Microbiology Today February 1999

The first issue covers many topical issues of concern both to scientists and the public.

Genetically modified foods and plants are in the headlines and are causing much controversy throughout Europe. Microbiology is at the centre of much of the technology. This feature focuses on areas of risk and uncertainty associated with GM crops, but also asks, are all the concerns justified?

Ethics are important to all scientists and microbiologists are no exception. Ray Spier, Professor of Science and Engineering Ethics at the University of Surrey, considers the range of issues that affects everyone working with micro-organisms.

BSE and the emergence of new variant CJD are currently the subject of a long-running government inquiry. SGM member Sir John Pattison, chairman of SEAC, reflects on some of the major issues that have confronted the committee charged with giving advice to parliament.

Rabies is a terrifying disease, transmitted to humans by infected animals and always fatal. The UK currently has strict quarantine regulations to prevent rabies being brought in by pets, but a relaxation of the rules is likely. Virologist Ulrich Desselberger looks at the changes proposed in a recent report.

How do microbes 'talk' to one another and what mechanisms are involved in their interaction with plant and animal cells? The SGM is holding a symposium in April at the University of Edinburgh where scientists will reveal the latest findings in microbial signalling and communication. Reg England and the co-organisers of the meeting give a taster of the extensive range of topics to be covered.

Shipping cultures of micro-organisms around the globe is a closely regulated practice. Microbiologists must comply with national and international legislation in order to protect human health and prevent the distribution of organisms to unauthorized recipients. David Smith, Chair of the World Federation of Culture Collections, and his co-workers, discuss the responsibilities of microbiologists and the potential consequences of failure to comply with the law.

An updated summary (November 2003) is available here as an Acrobat PDF file.

A European Centre for Infectious Diseases is a collaborative venture being actively considered by a group of experts as a means of combating the threats from microbial infections in the next century. Jean-Claude Piffaretti describes the proposals.

Hot off the Press highlights some new developments in microbiological research that have been published in the Society's journals - Microbiology, Journal of General Virology and International Journal of Systematic Bacteriology. Topics covered include:

  • BSE equivalent in sheep?
  • Disease in humans is rarely caused by fungi
  • Cellular communication
  • Prions and the species barrier
  • Novel bacterium that degrades lindane
  • Diversity of soil bacteria - a new approach
  • Why does the bubonic plague bacterium store iron?

*WHAT NEEDS TO BE DONE*
Do these statements agree with the text on the February 1999 issue of Microbiology Today? Answer yes or no for each and quote the words from the text that decide it.
(a) Rabies is described as always fatal.
(b) The SGM symposium in April is being held at the University of Surrey.
(c) Sir John Pattison chairs the World Federation of Culture Collections.

*INFORMATION SHOWN*
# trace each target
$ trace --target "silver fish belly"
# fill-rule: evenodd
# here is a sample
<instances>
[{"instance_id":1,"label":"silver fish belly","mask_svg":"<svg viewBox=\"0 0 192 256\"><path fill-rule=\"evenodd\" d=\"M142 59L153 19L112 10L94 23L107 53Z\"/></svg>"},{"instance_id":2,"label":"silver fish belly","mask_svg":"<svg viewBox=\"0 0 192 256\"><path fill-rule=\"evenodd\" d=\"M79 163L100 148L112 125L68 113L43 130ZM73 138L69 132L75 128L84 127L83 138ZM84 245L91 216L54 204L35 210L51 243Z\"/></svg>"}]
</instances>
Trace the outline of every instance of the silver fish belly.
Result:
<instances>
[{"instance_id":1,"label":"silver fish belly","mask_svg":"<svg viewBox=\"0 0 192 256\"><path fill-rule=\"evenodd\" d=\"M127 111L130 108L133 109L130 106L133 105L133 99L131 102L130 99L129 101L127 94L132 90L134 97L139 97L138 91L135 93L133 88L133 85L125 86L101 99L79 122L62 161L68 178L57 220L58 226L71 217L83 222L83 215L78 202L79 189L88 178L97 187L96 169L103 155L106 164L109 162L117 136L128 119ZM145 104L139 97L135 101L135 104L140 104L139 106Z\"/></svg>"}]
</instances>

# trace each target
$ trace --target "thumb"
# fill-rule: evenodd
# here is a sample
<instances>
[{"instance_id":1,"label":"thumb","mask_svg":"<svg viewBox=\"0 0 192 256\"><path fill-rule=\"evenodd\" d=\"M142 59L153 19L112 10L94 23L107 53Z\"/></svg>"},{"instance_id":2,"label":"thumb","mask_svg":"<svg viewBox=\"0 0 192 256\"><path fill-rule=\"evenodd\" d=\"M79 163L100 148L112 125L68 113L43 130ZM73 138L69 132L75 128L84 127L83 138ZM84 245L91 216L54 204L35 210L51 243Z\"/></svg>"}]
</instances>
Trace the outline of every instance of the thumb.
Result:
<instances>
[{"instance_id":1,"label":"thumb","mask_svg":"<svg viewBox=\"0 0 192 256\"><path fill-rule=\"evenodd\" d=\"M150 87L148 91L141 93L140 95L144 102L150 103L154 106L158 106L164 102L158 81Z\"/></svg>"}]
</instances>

*TASK ANSWER*
(a) Yes: "transmitted to humans by infected animals and always fatal"
(b) No: "The SGM is holding a symposium in April at the University of Edinburgh"
(c) No: "SGM member Sir John Pattison, chairman of SEAC"